DOCUMENT EXCERPT ->

Muhammad (S.A.W) said, “He is free now, you may take him if you wish.” However, Zaid (R.A) expressed his contrary desire. He said to his father and uncle, “You may go back, I will not go. I want to stay with him.”
This incident exemplifies the behavior of Muhammad (S.A.W) towards a slave, where even after being freed from slavery, one slave willingly chose to remain in the companionship of the Messenger (S.A.W ), considering it the highest honor in life. It is evident that the conduct of Muhammad (S.A.W) towards Zaid (R.A) was not that of a master to a slave. In essence, his behavior towards the Muhammad (S.A.W) was equal to that of a beloved child. Therefore, he was profoundly captivated by the character and conduct of the RasullAllah (S.A.W), and his faith in him was so unwavering that until the last day of his life, he remained a devoted follower of the Messenger (S.A.W) in both his actions and demeanor.

(Stored records)
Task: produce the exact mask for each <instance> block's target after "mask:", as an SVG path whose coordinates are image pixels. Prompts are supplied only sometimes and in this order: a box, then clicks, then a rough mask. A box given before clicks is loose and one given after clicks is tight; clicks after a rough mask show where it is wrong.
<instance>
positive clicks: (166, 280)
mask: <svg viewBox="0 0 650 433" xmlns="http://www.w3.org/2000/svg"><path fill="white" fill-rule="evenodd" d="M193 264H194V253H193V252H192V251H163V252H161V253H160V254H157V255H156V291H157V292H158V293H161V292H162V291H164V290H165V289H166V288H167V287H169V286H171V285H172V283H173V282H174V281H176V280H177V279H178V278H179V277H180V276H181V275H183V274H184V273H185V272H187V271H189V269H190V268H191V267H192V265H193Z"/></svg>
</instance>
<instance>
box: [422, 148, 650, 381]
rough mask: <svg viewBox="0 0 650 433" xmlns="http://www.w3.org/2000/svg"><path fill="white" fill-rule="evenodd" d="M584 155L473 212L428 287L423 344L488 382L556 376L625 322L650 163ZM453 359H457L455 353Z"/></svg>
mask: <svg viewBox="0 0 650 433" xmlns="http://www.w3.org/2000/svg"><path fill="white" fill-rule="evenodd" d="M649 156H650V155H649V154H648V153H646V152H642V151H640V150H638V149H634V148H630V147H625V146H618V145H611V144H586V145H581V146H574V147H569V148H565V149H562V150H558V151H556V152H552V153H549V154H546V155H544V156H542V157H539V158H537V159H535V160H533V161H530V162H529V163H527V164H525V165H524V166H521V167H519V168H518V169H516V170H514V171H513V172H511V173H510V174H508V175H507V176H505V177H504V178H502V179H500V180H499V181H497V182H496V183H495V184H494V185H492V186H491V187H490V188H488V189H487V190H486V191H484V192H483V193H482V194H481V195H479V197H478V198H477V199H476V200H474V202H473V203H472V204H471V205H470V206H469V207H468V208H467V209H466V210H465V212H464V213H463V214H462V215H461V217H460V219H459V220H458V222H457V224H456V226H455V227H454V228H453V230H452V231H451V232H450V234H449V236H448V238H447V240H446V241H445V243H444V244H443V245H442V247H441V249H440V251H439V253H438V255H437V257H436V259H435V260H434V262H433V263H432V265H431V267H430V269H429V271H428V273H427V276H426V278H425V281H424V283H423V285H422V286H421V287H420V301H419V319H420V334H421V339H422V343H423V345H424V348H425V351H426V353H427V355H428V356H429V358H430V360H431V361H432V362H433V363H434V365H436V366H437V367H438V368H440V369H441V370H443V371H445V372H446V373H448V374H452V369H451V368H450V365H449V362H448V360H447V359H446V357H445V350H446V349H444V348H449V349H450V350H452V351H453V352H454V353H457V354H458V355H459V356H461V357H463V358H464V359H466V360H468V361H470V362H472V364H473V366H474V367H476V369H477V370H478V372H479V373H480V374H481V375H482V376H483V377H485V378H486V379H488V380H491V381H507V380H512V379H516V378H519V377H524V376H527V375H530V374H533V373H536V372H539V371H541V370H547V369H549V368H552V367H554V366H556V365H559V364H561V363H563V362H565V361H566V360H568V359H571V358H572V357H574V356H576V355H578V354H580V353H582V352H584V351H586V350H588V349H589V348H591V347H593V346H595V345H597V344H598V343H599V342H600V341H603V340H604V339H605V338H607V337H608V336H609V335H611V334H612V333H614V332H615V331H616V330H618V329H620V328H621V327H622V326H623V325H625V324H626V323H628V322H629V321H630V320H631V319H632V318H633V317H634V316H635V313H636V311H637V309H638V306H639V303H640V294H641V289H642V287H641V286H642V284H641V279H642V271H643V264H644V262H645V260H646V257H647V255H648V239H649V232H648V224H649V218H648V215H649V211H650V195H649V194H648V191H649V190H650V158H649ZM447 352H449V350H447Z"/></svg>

QUESTIONS ->
a. Answer these questions from the passage about Zaid (R.A), one answer per line:
(i) What did Muhammad (S.A.W) say could be done with Zaid (R.A), now that he was free?
(ii) Whom did Zaid (R.A) tell to go back?
(iii) How did the freed slave regard staying in the companionship of the Messenger (S.A.W)?
b. Output the part of the passage about Zaid (R.A) that opens with the words containing "This incident exemplifies" and closes with "actions and demeanor.".
The stored records are separate material, apart from the passage.

YOUR WRITTEN ANSWERS ->
a.
(i) He said Zaid (R.A) was free and they could take him if they wished.
(ii) His father and uncle.
(iii) As the highest honor in life.

b.
This incident exemplifies the behavior of Muhammad (S.A.W) towards a slave, where even after being freed from slavery, one slave willingly chose to remain in the companionship of the Messenger (S.A.W ), considering it the highest honor in life. It is evident that the conduct of Muhammad (S.A.W) towards Zaid (R.A) was not that of a master to a slave. In essence, his behavior towards the Muhammad (S.A.W) was equal to that of a beloved child. Therefore, he was profoundly captivated by the character and conduct of the RasullAllah (S.A.W), and his faith in him was so unwavering that until the last day of his life, he remained a devoted follower of the Messenger (S.A.W) in both his actions and demeanor.